Latex Agglutination is a type of passive agglutination which employs latex particles as carrier of antigen or antibodies. In this test, many antibody or antigen molecules are bound to latex beads (particles), which increases the number of antigen-binding sites. If corresponding antigen or antibody is present in a test specimen, antigen antibody bind and form visible, cross-linked aggregates. Latex agglutination can also be performed with antigen conjugated to the beads for testing presence of antibodies in a serum specimen.
Latex agglutination is observed when a sample containing specific antigen (or antibody) is mixed with an antibody (or antigen) which is coated on the surface of latex particles. It is a clinical method to detect certain antigens or antibodies in a variety of body fluids such as blood, saliva, urine and cerebrospinal fluid etc.
Antibody molecules can be bound in random alignment to the surface of latex (polystyrene) beads. Antigen present in a specimen being tested binds to the combining sites of antibody exposed on the surfaces of latex beads, forming cross- linked aggregates of beads and antigen.
The size of beads (0.8µm or larger) enhances the ease with which agglutination reaction is recognized. Levels of bacterial polysaccharides detected by latex agglutination have been shown to be as low as 1.0 ng /ml because pH, osmolarity and ionic concentration of solution influence amount of binding that occurs. Conditions under which agglutination procedures are carried out must be carefully standardized.
Additionally, some constituents of body fluids such as rheumatoid factor, have been found to cause false- positive reactions in this test. To counteract this problem, all specimens are recommended to be treated by boiling or with Ethylene diamine tetra-acetic acid (EDTA) before testing.
Commercial test systems are usually performed on cardboard cards or glass slides and manufacturer’s recommendations should be followed precisely to ensure accurate results.
Latex tests are used in clinical laboratories to detect antigen to Cryptococcus neoformans in CSF or serum and to confirm the presence of beta- hemolytic Streptococcus form culture plates. Latex tests are also available to detect Streptococcus agalactiae, Clostridium difficile toxins A and B and rotavirus.
- Reactions are graded on a 1+ to 4+ scale, with 2+ usually the minimum amount of agglutination seen in a positive sample.
- Control latex (coated with antibody form same animal species from which specific antibody was made) is tested alongside test latex. If the patient specimen or the culture isolate reacts with both the test and control latex, the test is considered non-specific and therefore uninterpretable.

Assignment A.
Return the part of the latex agglutination text that begins at the words "Latex agglutination is observed" and stops after "cerebrospinal fluid etc.", copied word for word.
Assignment B.
According to the latex agglutination text, how should specimens be treated before testing to counteract false-positive reactions?
The items that follow were taken from a different source than the latex agglutination text.

Point localization items
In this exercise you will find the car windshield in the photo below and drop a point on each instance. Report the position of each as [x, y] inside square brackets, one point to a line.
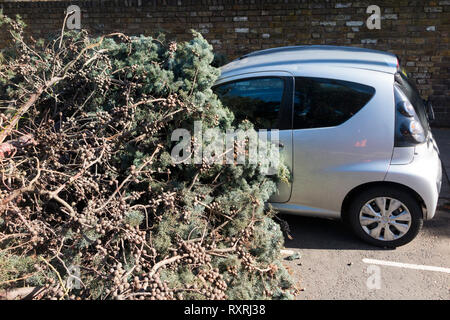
[411, 92]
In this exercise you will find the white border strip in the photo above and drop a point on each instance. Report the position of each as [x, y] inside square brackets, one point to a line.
[406, 265]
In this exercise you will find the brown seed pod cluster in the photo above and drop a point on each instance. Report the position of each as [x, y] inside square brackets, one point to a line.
[94, 188]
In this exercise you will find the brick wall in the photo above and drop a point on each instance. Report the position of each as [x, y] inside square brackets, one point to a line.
[418, 31]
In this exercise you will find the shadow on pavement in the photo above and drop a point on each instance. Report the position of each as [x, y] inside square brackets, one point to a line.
[315, 233]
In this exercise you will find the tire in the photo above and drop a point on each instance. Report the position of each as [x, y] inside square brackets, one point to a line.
[388, 229]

Your solution A.
Latex agglutination is observed when a sample containing specific antigen (or antibody) is mixed with an antibody (or antigen) which is coated on the surface of latex particles. It is a clinical method to detect certain antigens or antibodies in a variety of body fluids such as blood, saliva, urine and cerebrospinal fluid etc.

Your solution B.
By boiling or with Ethylene diamine tetra-acetic acid (EDTA).